- [Aim of the exercise]: From the engine troubleshooting thread, write out everything from "Is there anyway" down to "can barrow one.", switching "choke blade" to "throttle plate".
** START Source document **
Engine is original and I don’t think it’s been apart. I have this issue where when I give anything more that 3/4 throttle it bogs and shakes losing power. Here’s what I’ve done:

Ignition: new dizzy with correct points clearance, new coil, new ballast resistor, new rc12yc plugs (replaced autolites, looked good but #8 was cracked) Timing set at 9 initial and 34 all in. Idles seems best there.

I have all the idle vacuum in the world.

New fuel pump

Holley 2280 with a fresh rebuild. It was “professionally rebuilt” by a shop before i bought it a few months ago. I rebuilt it again and it was clean as a whistle, but some of the clearances were off. I reset the accelerator pump stroke, high idle choke clearance, bowl vent, and fuel float all to 1970 318 mopar specs.

Air bleeds are 1.5 turns out, changing that doesn’t make much of a difference in rpm.

Curb idle is about 650-675 depending on temp.

Yesterday after doing all this, it ran great and the WOT bog was gone. Today it’s back like the problem never left.

Any ideas guys?
 
That carb looks like it was oe for late '70's. You can get a new Carter BBD inexpensively that would be closer to what your car came with new. Bought a couple of those for customers with good results for less than $100.
 
Is there anyway the choke blade is being drawn closed when accelerating ?
Also with doing a points swap double check things with a dwell meter if you can barrow one.
Dwell should be around 28 to 32.
 
Yeah I’m not sure where the carb came from, but it’s not the later solenoid version. The choke does not close on WOT, I made sure of that after the rebuild. I do agree that it looks like ignition is still suspect, have to look for a dwell meter.

I’m eventually swapping a magnum 5.9, and plan to do an electric ignition conversion.

I’ve been thinking to keep an eye out for a used edelbrock 4bbl intake. I have a Holley 670 avenger I can throw on from an old SBC build.
 
Is there a pic posted because I dont see a carb?
 
I had a 318 Poly engine do the same thing many years ago, turned out the vacuum advance diaphragm had a hole in it. I replaced the diaphragm and ran fine after that.
 
Bogs are usually fuel, too much air. I had to richen the stock Carter 2-barrel on my 318.
 
I see no mention of plug wire replacement. My bet is under load a wire is allowing spark to go to ground.
Doug
 
You may have a cam problem, they were using plastic gears to save money and screw customers. I had a 318 with a new timing chain, but had many bent push rods that was having a problem at full throttle backfiring. Start by pulling a plug wire at a time and see what response you get.
** END Source document **
** START Material shown **
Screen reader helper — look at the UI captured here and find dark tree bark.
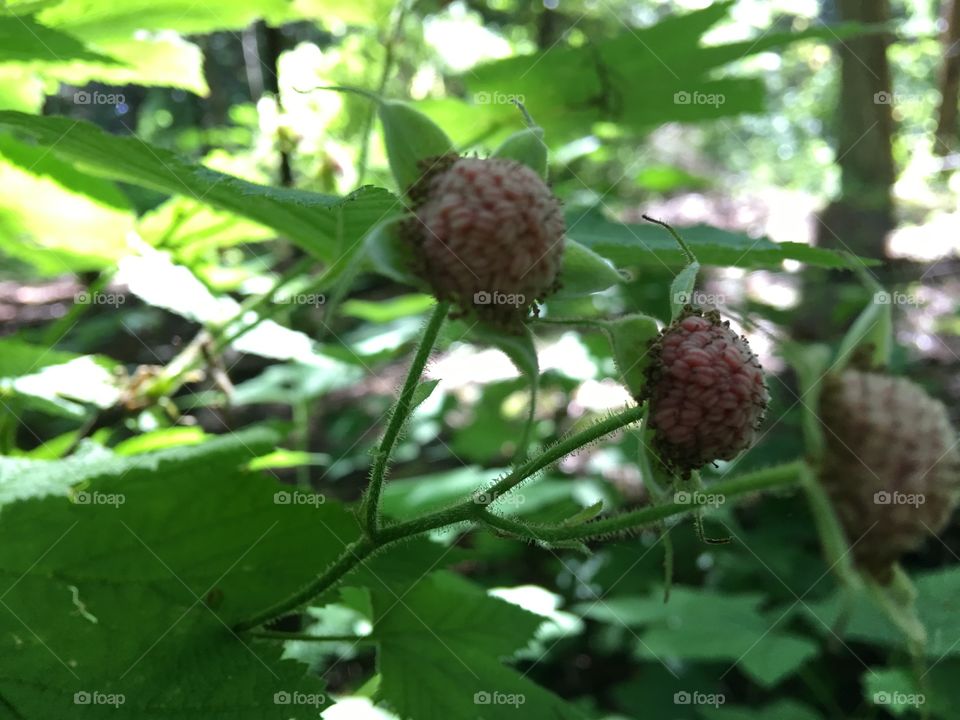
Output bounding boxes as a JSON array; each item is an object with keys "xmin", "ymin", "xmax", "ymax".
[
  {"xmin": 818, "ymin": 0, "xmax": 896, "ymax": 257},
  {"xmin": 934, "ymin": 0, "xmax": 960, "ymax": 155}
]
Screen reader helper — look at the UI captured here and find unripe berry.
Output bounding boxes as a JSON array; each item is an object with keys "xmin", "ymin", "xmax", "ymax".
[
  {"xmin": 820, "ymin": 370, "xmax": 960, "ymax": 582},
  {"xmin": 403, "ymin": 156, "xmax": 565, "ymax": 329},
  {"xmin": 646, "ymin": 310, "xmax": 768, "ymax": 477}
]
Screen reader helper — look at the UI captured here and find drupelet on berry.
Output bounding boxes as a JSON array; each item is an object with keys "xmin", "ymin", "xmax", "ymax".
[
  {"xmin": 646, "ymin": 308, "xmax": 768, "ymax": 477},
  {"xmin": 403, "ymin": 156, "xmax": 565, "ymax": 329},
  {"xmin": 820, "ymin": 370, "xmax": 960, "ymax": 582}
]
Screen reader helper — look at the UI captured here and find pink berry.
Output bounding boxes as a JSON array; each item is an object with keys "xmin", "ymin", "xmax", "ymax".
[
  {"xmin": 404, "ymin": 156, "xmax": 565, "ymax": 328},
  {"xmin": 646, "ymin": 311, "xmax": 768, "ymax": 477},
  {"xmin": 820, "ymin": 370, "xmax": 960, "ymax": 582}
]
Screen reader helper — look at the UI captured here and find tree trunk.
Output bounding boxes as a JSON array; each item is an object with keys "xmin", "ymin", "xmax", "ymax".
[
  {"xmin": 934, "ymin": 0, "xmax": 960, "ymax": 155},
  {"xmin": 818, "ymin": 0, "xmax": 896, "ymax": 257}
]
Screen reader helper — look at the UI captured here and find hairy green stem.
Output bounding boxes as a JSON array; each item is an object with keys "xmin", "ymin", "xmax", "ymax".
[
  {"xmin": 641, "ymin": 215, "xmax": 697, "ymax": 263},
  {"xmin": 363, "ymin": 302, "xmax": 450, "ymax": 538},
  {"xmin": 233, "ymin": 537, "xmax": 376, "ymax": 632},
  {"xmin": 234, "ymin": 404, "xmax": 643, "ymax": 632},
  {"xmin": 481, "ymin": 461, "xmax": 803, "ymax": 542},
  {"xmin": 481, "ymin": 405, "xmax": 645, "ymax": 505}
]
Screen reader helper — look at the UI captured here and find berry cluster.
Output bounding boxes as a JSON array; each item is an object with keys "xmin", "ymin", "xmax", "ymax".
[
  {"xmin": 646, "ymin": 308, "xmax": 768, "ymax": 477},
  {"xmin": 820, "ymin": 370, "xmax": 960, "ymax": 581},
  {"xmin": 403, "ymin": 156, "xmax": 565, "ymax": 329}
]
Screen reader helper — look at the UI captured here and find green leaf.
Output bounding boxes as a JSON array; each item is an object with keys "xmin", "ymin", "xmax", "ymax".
** END Material shown **
- [Exercise answer]:
Is there anyway the throttle plate is being drawn closed when accelerating ?
Also with doing a points swap double check things with a dwell meter if you can barrow one.